Try it
Output exactly the lines from the one containing "the green grass field | bbox" to the last line of the material, inclusive, and nothing more.

══ Task inputs

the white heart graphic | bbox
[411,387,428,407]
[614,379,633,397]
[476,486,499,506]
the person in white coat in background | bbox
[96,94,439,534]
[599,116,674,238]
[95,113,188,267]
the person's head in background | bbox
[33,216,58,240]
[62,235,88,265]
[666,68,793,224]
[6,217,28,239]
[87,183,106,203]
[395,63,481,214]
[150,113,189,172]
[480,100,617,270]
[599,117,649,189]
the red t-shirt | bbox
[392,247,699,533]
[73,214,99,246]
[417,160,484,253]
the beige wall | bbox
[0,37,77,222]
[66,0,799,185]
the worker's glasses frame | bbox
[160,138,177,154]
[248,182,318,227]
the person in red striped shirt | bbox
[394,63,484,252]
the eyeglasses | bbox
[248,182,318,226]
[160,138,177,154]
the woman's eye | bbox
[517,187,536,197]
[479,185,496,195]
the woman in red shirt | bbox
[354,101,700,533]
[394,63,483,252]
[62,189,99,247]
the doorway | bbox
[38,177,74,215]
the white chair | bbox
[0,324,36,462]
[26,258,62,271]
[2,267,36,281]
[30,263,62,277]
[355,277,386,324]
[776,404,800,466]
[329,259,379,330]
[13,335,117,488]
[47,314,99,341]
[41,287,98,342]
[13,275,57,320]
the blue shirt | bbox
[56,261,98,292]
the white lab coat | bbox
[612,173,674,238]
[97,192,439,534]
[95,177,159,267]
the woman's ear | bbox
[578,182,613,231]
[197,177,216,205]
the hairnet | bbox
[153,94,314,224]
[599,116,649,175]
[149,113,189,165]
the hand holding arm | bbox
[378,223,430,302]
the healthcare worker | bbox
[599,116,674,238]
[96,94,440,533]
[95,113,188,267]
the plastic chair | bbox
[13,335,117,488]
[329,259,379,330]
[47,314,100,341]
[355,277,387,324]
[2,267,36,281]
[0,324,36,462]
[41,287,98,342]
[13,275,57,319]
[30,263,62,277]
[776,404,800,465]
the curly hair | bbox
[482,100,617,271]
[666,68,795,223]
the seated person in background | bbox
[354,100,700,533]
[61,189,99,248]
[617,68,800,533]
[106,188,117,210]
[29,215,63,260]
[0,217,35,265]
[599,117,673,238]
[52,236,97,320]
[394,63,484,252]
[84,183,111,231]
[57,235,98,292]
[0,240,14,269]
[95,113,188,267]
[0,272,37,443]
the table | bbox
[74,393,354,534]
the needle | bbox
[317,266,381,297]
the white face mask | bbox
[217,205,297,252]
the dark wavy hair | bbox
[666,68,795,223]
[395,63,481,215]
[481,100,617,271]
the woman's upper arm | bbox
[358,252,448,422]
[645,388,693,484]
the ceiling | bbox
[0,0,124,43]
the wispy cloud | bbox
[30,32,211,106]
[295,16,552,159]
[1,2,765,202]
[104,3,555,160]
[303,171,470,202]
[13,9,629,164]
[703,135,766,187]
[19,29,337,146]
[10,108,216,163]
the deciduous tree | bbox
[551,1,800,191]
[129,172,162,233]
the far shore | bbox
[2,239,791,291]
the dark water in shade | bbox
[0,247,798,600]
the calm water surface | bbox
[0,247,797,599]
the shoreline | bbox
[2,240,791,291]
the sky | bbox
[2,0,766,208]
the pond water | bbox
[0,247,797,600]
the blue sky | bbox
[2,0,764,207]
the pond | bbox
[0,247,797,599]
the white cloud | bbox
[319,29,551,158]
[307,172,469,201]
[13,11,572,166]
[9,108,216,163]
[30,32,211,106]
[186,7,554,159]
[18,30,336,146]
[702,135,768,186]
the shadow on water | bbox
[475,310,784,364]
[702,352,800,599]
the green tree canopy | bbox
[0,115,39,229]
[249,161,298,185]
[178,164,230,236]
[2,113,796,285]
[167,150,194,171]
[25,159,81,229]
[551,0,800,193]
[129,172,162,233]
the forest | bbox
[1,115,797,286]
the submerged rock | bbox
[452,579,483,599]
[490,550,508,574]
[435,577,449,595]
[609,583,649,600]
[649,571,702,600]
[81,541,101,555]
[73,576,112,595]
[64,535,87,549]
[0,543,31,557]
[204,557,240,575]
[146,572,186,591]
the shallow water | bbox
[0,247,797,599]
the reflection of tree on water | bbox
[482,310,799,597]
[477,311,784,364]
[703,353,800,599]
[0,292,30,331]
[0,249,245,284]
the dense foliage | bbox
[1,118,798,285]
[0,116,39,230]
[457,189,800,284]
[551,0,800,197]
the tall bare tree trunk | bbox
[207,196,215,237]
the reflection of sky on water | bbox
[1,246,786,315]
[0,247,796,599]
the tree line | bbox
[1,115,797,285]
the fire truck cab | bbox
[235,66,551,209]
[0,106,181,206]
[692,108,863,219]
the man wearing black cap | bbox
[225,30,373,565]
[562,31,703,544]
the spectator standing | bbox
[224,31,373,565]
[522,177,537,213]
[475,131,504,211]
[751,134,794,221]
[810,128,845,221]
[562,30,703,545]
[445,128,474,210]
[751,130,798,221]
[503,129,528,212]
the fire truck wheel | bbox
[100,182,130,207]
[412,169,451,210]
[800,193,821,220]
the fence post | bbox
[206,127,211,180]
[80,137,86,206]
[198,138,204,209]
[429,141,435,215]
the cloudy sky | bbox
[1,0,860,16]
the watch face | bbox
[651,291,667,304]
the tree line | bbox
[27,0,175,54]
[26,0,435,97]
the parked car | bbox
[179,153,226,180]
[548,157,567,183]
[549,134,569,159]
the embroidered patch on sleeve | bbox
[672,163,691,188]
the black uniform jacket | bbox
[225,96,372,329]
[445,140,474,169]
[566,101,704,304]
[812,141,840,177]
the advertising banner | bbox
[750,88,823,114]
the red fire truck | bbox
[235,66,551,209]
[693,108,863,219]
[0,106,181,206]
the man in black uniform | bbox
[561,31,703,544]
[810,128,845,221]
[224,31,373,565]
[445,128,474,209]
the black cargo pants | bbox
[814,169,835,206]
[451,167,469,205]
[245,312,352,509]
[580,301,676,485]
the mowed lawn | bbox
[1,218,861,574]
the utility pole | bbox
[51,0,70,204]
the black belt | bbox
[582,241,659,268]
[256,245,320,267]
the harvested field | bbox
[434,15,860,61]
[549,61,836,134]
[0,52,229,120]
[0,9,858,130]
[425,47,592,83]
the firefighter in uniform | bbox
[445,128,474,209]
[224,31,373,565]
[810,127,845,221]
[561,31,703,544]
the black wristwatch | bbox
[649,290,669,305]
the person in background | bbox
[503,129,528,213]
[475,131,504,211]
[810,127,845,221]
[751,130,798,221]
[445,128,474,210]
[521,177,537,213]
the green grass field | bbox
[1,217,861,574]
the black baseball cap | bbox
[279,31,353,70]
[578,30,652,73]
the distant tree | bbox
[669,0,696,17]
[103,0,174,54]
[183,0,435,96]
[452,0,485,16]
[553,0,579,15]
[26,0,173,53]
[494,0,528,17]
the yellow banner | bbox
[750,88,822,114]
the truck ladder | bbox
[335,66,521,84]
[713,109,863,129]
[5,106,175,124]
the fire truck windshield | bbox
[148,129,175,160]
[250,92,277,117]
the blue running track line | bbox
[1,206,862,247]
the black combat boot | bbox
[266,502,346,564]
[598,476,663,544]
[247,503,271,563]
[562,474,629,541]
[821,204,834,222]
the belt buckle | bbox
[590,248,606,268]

════

Answer for this exercise
the green grass field | bbox
[1,217,861,574]
the black baseball cap | bbox
[279,31,353,70]
[578,30,652,73]
the distant tree | bbox
[669,0,696,17]
[103,0,174,54]
[183,0,435,96]
[452,0,485,16]
[553,0,579,15]
[26,0,173,53]
[494,0,528,17]
the yellow banner | bbox
[750,88,822,114]
the truck ladder | bbox
[335,66,521,84]
[713,109,863,129]
[5,106,175,124]
the fire truck windshield | bbox
[148,129,175,160]
[250,92,277,117]
the blue running track line | bbox
[1,206,862,247]
the black combat boot | bbox
[266,502,346,564]
[598,476,663,544]
[247,503,271,563]
[562,474,629,541]
[821,204,834,222]
the belt buckle | bbox
[590,248,606,268]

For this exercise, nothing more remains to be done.